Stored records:

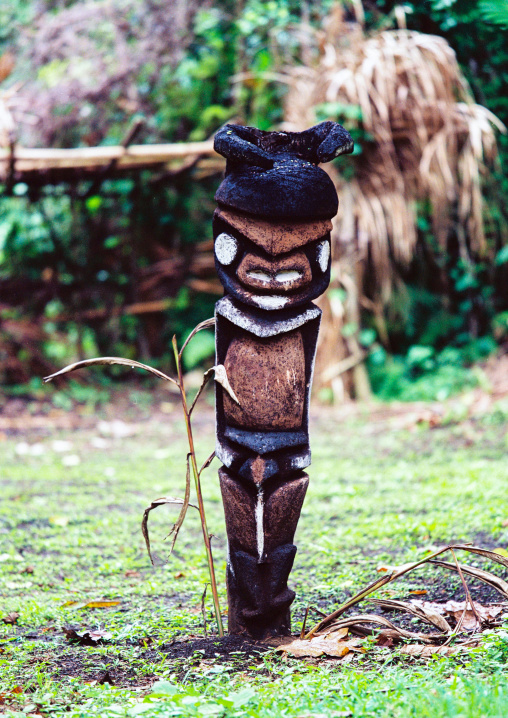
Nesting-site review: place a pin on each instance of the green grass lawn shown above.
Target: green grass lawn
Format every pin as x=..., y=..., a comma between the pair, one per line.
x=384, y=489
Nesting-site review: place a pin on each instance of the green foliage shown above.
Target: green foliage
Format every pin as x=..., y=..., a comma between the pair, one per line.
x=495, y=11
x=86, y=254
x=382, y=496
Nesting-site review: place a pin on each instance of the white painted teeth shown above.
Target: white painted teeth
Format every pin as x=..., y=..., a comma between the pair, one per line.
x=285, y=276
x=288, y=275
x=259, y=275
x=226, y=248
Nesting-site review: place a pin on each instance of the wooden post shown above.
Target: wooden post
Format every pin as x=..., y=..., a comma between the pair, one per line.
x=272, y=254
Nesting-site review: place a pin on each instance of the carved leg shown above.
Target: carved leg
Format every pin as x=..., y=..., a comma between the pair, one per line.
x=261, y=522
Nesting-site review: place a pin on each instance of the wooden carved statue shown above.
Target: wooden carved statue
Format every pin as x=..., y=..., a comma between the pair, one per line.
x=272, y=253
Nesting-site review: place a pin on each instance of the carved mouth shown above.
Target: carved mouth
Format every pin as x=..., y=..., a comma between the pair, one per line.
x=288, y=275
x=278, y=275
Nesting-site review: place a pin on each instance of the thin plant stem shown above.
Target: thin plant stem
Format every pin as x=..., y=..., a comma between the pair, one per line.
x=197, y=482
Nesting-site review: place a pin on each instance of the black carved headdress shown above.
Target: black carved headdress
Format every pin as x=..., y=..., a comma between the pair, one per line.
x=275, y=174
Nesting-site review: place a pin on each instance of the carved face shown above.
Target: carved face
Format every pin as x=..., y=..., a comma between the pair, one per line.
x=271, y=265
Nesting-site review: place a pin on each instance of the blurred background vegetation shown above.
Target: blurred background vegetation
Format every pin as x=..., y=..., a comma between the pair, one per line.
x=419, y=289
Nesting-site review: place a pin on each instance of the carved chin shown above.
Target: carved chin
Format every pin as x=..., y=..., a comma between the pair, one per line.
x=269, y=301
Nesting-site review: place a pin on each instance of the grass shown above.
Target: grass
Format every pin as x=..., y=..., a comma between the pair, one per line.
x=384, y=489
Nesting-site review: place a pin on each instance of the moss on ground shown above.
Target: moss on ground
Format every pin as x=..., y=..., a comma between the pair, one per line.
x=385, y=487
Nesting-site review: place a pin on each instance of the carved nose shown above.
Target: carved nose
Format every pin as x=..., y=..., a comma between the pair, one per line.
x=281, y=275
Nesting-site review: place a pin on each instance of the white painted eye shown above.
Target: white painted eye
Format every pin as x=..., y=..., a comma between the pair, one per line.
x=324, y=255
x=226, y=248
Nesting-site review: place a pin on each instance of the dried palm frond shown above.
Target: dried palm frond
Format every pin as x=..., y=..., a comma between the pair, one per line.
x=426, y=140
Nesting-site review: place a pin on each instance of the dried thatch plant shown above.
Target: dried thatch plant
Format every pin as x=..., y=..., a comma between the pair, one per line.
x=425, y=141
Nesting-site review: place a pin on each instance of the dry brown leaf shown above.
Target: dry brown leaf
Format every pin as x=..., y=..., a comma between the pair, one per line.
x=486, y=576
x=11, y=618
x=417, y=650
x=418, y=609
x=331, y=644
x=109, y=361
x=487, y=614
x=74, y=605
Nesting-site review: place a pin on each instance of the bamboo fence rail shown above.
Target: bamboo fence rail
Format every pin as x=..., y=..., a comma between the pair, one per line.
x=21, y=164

What you should do:
Can you arrange every line of the material above as a Markdown table with the columns Row and Line, numbering each row and leaving out blank lines? Omit the pictures from your answer.

Solved exercise:
| Row | Line |
|---|---|
| 1 | Nesting-site review: place a pin on each instance of the green grass lawn shown above. |
| 2 | Target: green grass lawn |
| 3 | Format every pin as x=..., y=..., a comma between the pair, one per line. |
| 4 | x=384, y=489 |
| 5 | Nesting-site review: place a pin on each instance of the green foliage shown above. |
| 6 | Target: green foliage |
| 7 | Format every pin as x=..., y=..., a comma between the pair, one per line. |
| 8 | x=495, y=11 |
| 9 | x=86, y=254 |
| 10 | x=382, y=496 |
| 11 | Nesting-site review: place a pin on each instance of the white painted teeth shown above. |
| 12 | Target: white painted teeth |
| 13 | Format every pin as x=..., y=..., a comma between the pair, one per line. |
| 14 | x=285, y=276 |
| 15 | x=288, y=275 |
| 16 | x=259, y=275 |
| 17 | x=226, y=248 |
| 18 | Nesting-site review: place a pin on each instance of the wooden post shown above. |
| 19 | Target: wooden post |
| 20 | Format every pin as x=..., y=..., a comma between the pair, one per line. |
| 21 | x=272, y=254 |
| 22 | Nesting-site review: place a pin on each instance of the carved leg shown above. |
| 23 | Target: carved leg |
| 24 | Format every pin as x=..., y=..., a comma between the pair, one per line. |
| 25 | x=261, y=522 |
| 26 | Nesting-site review: place a pin on each instance of the wooden carved statue shown above. |
| 27 | Target: wooden carved statue |
| 28 | Format every pin as x=..., y=..., a comma between the pair, one per line. |
| 29 | x=272, y=253 |
| 30 | Nesting-site review: place a pin on each instance of the carved mouth shown above. |
| 31 | Target: carved mouth |
| 32 | Format every pin as x=..., y=..., a comma between the pair, one per line. |
| 33 | x=288, y=275 |
| 34 | x=278, y=275 |
| 35 | Nesting-site review: place a pin on each instance of the thin plant stem shown above. |
| 36 | Target: thin plant stem |
| 37 | Format every pin as x=..., y=..., a comma between the pair, one per line. |
| 38 | x=197, y=482 |
| 39 | Nesting-site review: place a pin on each instance of the black carved headdress shown above. |
| 40 | Target: black carved headdress |
| 41 | Format every pin as x=..., y=..., a comma between the pair, one per line. |
| 42 | x=275, y=174 |
| 43 | Nesting-site review: place a pin on each instance of the carved face shown above. |
| 44 | Target: carved face |
| 45 | Format every pin as x=..., y=..., a comma between the pair, one per line. |
| 46 | x=271, y=265 |
| 47 | Nesting-site review: place a pin on each instance of the blurred background vegetation shown above. |
| 48 | Target: blurred background vegetation |
| 49 | Format every pin as x=..., y=..., a comma between the pair, one per line. |
| 50 | x=419, y=289 |
| 51 | Nesting-site review: place a pin on each instance of the carved chin shown above. |
| 52 | Target: carved chin |
| 53 | Format every pin as x=..., y=..., a comma between the pair, one per line. |
| 54 | x=269, y=301 |
| 55 | Nesting-site review: place a pin on each instance of the grass shown above. |
| 56 | Target: grass |
| 57 | Format every pin as x=..., y=..., a comma between the pair, one per line. |
| 58 | x=384, y=489 |
| 59 | Nesting-site review: place a pin on each instance of the moss on ground shown above. |
| 60 | Target: moss on ground |
| 61 | Format every pin as x=..., y=..., a comma between the pair, one per line. |
| 62 | x=385, y=487 |
| 63 | Nesting-site review: place a pin on each instance of the carved nose shown above. |
| 64 | Target: carved nose |
| 65 | Format every pin as x=..., y=..., a comma between the pair, one per line. |
| 66 | x=281, y=275 |
| 67 | Nesting-site review: place a pin on each instance of the white painted eye shown above. |
| 68 | Target: white painted eye |
| 69 | Format every pin as x=..., y=..., a comma between the pair, one per line. |
| 70 | x=324, y=255 |
| 71 | x=226, y=248 |
| 72 | Nesting-site review: place a pin on each instance of the dried palm frond shown above. |
| 73 | Target: dried palm frond |
| 74 | Format every pin as x=..., y=..., a comma between the pair, one per line. |
| 75 | x=426, y=140 |
| 76 | Nesting-site review: place a pin on each instance of the dried thatch plant shown above. |
| 77 | Target: dried thatch plant |
| 78 | Format every pin as x=..., y=..., a comma between the pair, one per line. |
| 79 | x=425, y=141 |
| 80 | Nesting-site review: place a pin on each instance of the dry brown leaf shown above. |
| 81 | Target: dry brown leaf |
| 82 | Format every pin as x=..., y=..., a comma between the pair, one per line. |
| 83 | x=486, y=576 |
| 84 | x=11, y=618 |
| 85 | x=417, y=650 |
| 86 | x=418, y=609 |
| 87 | x=331, y=644 |
| 88 | x=109, y=361 |
| 89 | x=487, y=614 |
| 90 | x=74, y=605 |
| 91 | Nesting-site review: place a pin on each instance of the bamboo fence rail shown above. |
| 92 | Target: bamboo fence rail |
| 93 | Format every pin as x=..., y=..., a comma between the pair, one per line. |
| 94 | x=21, y=164 |